→ **EXERCISE PROMPT**: Give back the full data, unchanged and complete.

[Data entries]
▬▬▬
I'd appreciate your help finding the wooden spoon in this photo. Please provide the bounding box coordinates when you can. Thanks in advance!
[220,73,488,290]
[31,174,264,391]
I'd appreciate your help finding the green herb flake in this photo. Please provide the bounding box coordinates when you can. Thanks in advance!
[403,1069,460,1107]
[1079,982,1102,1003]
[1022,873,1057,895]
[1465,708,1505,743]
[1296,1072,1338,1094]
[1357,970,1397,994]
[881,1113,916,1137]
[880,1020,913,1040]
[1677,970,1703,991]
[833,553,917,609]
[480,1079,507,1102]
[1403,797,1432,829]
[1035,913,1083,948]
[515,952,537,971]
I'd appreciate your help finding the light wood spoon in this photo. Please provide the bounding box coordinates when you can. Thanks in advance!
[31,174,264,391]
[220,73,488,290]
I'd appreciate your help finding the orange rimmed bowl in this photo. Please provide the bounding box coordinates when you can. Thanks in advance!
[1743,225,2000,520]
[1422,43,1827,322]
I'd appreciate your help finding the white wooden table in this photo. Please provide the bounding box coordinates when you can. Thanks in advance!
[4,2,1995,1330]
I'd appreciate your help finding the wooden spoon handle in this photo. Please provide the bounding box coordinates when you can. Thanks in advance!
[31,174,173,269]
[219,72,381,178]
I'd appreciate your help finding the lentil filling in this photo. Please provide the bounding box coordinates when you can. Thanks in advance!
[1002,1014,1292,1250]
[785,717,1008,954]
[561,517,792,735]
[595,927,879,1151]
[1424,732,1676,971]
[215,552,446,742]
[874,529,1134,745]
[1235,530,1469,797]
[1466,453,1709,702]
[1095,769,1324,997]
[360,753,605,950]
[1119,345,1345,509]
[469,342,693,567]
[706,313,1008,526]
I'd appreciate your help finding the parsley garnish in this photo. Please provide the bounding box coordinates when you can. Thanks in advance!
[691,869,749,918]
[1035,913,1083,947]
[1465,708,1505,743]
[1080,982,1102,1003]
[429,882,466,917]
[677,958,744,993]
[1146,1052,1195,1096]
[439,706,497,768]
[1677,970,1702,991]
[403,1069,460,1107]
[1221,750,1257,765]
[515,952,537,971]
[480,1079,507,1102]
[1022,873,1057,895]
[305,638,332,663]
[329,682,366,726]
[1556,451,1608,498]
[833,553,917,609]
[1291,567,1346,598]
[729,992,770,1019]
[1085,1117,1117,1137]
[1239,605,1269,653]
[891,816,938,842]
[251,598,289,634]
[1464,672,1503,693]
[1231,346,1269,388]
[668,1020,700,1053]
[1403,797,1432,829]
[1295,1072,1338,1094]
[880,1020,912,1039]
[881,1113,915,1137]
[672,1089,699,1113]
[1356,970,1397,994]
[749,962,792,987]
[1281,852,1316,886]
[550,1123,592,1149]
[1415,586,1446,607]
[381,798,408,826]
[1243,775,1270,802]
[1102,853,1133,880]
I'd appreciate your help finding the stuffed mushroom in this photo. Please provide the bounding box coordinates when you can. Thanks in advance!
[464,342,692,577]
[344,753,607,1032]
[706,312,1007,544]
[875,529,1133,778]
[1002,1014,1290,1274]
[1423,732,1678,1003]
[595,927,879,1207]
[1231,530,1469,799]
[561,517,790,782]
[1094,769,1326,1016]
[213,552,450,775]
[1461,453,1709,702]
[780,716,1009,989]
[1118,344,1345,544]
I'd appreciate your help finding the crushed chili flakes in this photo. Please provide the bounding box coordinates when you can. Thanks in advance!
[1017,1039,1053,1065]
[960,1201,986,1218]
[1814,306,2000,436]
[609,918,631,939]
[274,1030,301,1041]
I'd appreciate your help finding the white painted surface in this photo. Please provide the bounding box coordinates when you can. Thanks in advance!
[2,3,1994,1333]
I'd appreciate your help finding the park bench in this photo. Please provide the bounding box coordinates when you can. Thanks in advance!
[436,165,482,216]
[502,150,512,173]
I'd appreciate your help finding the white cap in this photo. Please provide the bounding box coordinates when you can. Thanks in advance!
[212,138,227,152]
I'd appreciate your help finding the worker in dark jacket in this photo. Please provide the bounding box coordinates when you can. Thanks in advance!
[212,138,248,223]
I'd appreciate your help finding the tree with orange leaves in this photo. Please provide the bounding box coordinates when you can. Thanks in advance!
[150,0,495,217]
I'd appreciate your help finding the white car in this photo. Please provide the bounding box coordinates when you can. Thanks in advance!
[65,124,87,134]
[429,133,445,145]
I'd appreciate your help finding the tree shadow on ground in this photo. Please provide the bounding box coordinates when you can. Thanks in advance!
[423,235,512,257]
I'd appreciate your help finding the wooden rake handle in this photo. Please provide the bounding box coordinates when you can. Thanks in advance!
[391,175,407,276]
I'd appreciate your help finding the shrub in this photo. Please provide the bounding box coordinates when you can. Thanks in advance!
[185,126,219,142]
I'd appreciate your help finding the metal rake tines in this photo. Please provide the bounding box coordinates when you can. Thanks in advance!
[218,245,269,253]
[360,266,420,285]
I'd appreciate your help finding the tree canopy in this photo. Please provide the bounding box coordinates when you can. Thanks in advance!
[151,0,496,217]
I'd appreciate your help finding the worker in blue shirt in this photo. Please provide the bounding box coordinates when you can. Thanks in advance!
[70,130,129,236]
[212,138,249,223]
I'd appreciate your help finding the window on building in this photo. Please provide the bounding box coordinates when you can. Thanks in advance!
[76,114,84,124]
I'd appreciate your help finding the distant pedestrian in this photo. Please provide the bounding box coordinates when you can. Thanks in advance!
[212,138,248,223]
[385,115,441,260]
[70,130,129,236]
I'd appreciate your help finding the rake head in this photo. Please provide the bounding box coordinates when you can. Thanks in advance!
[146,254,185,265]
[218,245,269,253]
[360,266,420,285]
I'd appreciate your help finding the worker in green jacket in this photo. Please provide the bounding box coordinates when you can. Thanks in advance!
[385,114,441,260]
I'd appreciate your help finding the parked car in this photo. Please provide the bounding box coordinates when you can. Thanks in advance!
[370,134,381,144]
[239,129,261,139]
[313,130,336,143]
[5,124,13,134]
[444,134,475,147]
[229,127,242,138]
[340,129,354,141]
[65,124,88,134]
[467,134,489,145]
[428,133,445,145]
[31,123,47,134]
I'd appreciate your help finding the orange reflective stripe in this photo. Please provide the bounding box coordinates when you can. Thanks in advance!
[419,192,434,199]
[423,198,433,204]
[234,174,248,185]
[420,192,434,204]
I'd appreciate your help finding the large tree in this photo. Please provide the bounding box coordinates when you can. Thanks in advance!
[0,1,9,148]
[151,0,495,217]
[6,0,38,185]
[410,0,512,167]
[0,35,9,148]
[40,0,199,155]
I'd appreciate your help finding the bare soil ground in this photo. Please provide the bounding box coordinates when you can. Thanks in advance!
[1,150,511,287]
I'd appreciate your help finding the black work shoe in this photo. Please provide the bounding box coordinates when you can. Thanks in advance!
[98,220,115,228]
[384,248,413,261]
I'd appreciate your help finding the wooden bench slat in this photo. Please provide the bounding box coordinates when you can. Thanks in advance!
▬▬▬
→ **ANSWER TO THIS PROBLEM**:
I'd appreciate your help finding the wooden spoon in this photo. Please provide the bounding box coordinates when you can. Thanks in advance!
[220,73,488,290]
[31,174,264,391]
I'd appreciate your help finding the green herb flake in this photo. Please provide the bounding box coordinates when you can. Thanks in advance!
[403,1069,460,1107]
[1079,982,1102,1003]
[1022,873,1057,895]
[1465,708,1505,743]
[1296,1072,1338,1094]
[1357,970,1397,994]
[881,1113,916,1137]
[880,1020,913,1040]
[1677,970,1703,991]
[833,553,917,609]
[480,1079,507,1102]
[1403,797,1432,829]
[1035,913,1083,948]
[515,952,537,971]
I'd appreciate your help finding the light wood spoon in this photo. Please provide the bounding box coordinates when you can. Thanks in advance!
[31,174,264,391]
[220,73,488,290]
I'd appreciate your help finding the orange rimmed bowl in this photo. Please provide the bounding box coordinates when you can. Thanks in advance!
[1743,225,2000,520]
[1422,43,1827,322]
I'd appreciate your help finding the white wooden table in this photo. Please provide the bounding box coordinates when you can. Thanks in advance!
[4,2,1995,1330]
I'd appreciate your help finding the wooden spoon handle in this photo. Please provide the bounding box coordinates when you can. Thanks in advance!
[31,174,173,269]
[219,72,381,178]
I'd appreciate your help finding the lentil filling in this photo. Please provide the bounding box coordinates when you can. Thanks in advance!
[1002,1014,1292,1250]
[785,717,1008,954]
[561,517,792,735]
[595,927,879,1151]
[1424,732,1676,971]
[215,552,446,742]
[874,529,1134,745]
[1235,530,1469,797]
[1466,453,1709,702]
[1095,769,1324,997]
[360,753,605,950]
[1119,345,1345,509]
[469,342,693,567]
[706,313,1008,526]
I'd appreciate your help finding the parsley garnish in this photo. Please provide the bounding box coordinates when you can. Thanks in advance!
[691,869,749,918]
[1035,913,1083,947]
[1465,708,1505,743]
[1080,982,1102,1003]
[429,882,466,917]
[677,958,744,993]
[1146,1052,1195,1096]
[439,706,497,768]
[1677,970,1702,991]
[403,1069,460,1107]
[1221,750,1257,765]
[515,952,537,971]
[480,1079,507,1102]
[1022,873,1057,895]
[305,638,332,663]
[329,682,366,726]
[1556,451,1608,498]
[833,553,917,609]
[1291,567,1346,598]
[729,992,770,1019]
[1085,1117,1117,1137]
[1239,605,1269,653]
[891,816,938,842]
[251,598,289,634]
[1464,672,1503,693]
[1231,346,1269,388]
[668,1020,700,1053]
[1403,797,1432,829]
[1295,1072,1338,1094]
[880,1020,912,1039]
[881,1113,915,1137]
[672,1089,699,1113]
[1356,970,1397,994]
[749,962,792,987]
[1281,852,1316,886]
[550,1123,592,1149]
[1415,586,1446,607]
[381,798,408,826]
[1243,775,1270,802]
[1102,853,1133,880]
I'd appreciate your help finding the stuffed mushroom in this photo. Please provide the bounding box coordinates when you can. Thanks in advance!
[464,342,692,577]
[344,753,607,1032]
[706,312,1007,544]
[875,529,1133,778]
[1002,1014,1290,1274]
[1423,732,1678,1003]
[595,927,879,1207]
[1231,530,1469,799]
[561,517,790,782]
[1094,769,1326,1016]
[213,552,450,775]
[1461,453,1709,702]
[780,716,1009,989]
[1118,344,1345,544]
I'd appreciate your help finding the crushed chili flakes in this photo. Please provide the bounding box coordinates when you can. Thanks in advance!
[1017,1039,1053,1065]
[960,1201,986,1218]
[1814,306,2000,436]
[609,918,631,939]
[274,1030,301,1041]
I'd appreciate your help finding the white painted surface in this photo. Please provide the bounding box coordinates when you can. Thanks in advance!
[2,3,1994,1333]
I'd appreciate your help finding the park bench in this photo. Please provide the bounding box coordinates when you can. Thanks in advance!
[436,165,482,216]
[502,150,512,173]
I'd appreciate your help finding the white cap in this photo. Please provide the bounding box coordinates when you can. Thanks in advance!
[212,138,227,152]
I'd appreciate your help finding the worker in dark jacket in this photo. Please provide the bounding box coordinates when you can. Thanks in advance!
[212,138,248,223]
I'd appreciate your help finding the tree with orange leaves in this photo. Please provide the bounding box coordinates when you can. Thanks in advance!
[150,0,495,217]
I'd appreciate your help finding the white car in this photo. Please provide the bounding box coordinates when you can. Thanks in advance!
[65,124,87,134]
[429,133,445,145]
I'd appreciate your help finding the tree shadow on ground in this photo. Please provide the bounding box coordinates when you can. Thanks in advance!
[423,235,512,257]
I'd appreciate your help finding the wooden rake handle in this photo. Please provide the bounding box coordinates when you can. Thanks in advance!
[391,175,407,276]
I'd appreciate your help finding the shrub in this photo. Please provide the bounding box coordinates when you can. Thanks in advance!
[185,126,219,142]
I'd appreciate your help finding the metal rake tines in this photo. Please provide the bounding box coordinates when you can. Thanks in advance!
[218,245,269,253]
[360,266,420,285]
I'd appreciate your help finding the tree canopy in this photo. Please provide the bounding box coordinates when you can. Thanks in advance!
[151,0,496,217]
I'd appreciate your help finding the worker in blue shirt in this photo. Please provide the bounding box coordinates when you can. Thanks in advance!
[70,130,129,236]
[212,138,249,223]
I'd appreciate your help finding the window on building in this photo. Please provide the bounding box coordinates when you can. Thanks in advance!
[76,114,84,124]
I'd appreciate your help finding the distant pedestrian in this photo. Please provide the bounding box coordinates when you can. Thanks in advance!
[212,138,248,223]
[385,115,441,260]
[70,130,129,236]
I'd appreciate your help finding the rake head in this photo. Please provide the bounding box coordinates when you can. Thanks in advance!
[146,254,185,265]
[218,245,269,253]
[360,266,420,285]
I'd appreciate your help finding the worker in green jacket in this photo. Please provide the bounding box coordinates when you can. Thanks in advance!
[385,114,441,260]
I'd appreciate your help finding the parked car in this photo. Please provide the bounding box coordinates when you can. Thanks in advance!
[370,134,381,144]
[239,129,261,139]
[313,130,336,143]
[5,124,13,134]
[444,134,475,147]
[229,127,242,138]
[340,129,354,141]
[65,124,88,134]
[467,134,489,145]
[428,133,445,145]
[31,123,47,134]
I'd appreciate your help finding the orange reflective stripe in this photo. Please provide the bounding box coordinates when you can. Thanks in advance!
[419,192,434,199]
[423,198,433,204]
[234,174,248,185]
[420,192,434,204]
I'd appreciate your help finding the large tree in this photo. Please provide the bounding box coordinates when you can. Thanks in advance!
[0,1,9,148]
[151,0,495,217]
[6,0,38,185]
[410,0,512,167]
[0,35,9,148]
[40,0,199,155]
I'd appreciate your help finding the bare soil ground in this photo. Please provide the bounding box coordinates when you can. Thanks in advance!
[1,150,511,287]
I'd appreciate your help finding the black work shoe in this photo. Please provide the bounding box coordinates when you can. Thanks in advance!
[98,220,115,228]
[384,248,413,261]
I'd appreciate your help finding the wooden bench slat in this photo. Please provide the bounding box coordinates when you can. Thanks in advance!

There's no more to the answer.